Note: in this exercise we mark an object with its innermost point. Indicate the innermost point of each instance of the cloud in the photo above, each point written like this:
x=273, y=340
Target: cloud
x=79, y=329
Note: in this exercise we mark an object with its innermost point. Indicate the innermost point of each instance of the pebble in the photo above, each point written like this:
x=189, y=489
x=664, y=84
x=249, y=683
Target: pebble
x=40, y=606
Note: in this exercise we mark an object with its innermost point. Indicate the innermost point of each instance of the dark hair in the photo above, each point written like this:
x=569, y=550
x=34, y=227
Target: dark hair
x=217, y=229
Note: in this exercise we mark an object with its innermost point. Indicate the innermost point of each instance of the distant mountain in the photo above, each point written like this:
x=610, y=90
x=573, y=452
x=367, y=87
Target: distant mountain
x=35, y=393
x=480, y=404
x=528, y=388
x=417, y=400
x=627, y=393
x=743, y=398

**********

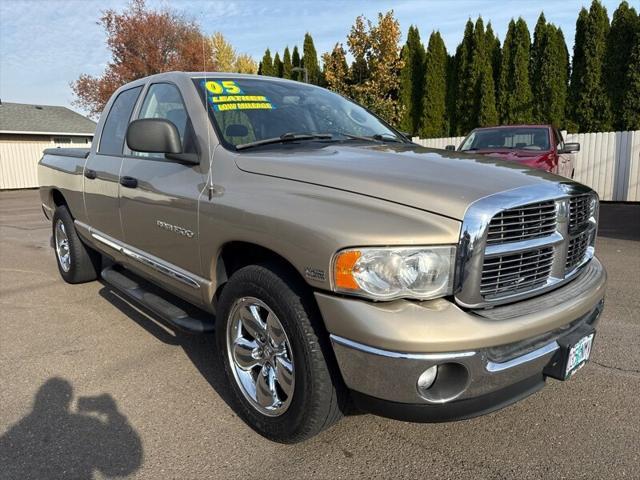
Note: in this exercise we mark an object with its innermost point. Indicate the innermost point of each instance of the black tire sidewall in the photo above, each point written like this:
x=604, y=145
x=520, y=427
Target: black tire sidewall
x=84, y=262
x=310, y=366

**********

> _Direction_: Rewrite the lines from the one containing "of the distant" through the one containing "x=743, y=398", putting "ridge" wherever "mountain" appears and leaving everything else unchanged. Give only those lines.

> _Correct output_:
Note: in this exercise we mark an object with its innermost point. Indicate the innermost point of each instance of the distant ridge in the photo above, each point written like this:
x=610, y=90
x=573, y=452
x=367, y=87
Target: distant ridge
x=35, y=393
x=480, y=404
x=528, y=388
x=417, y=400
x=627, y=393
x=743, y=398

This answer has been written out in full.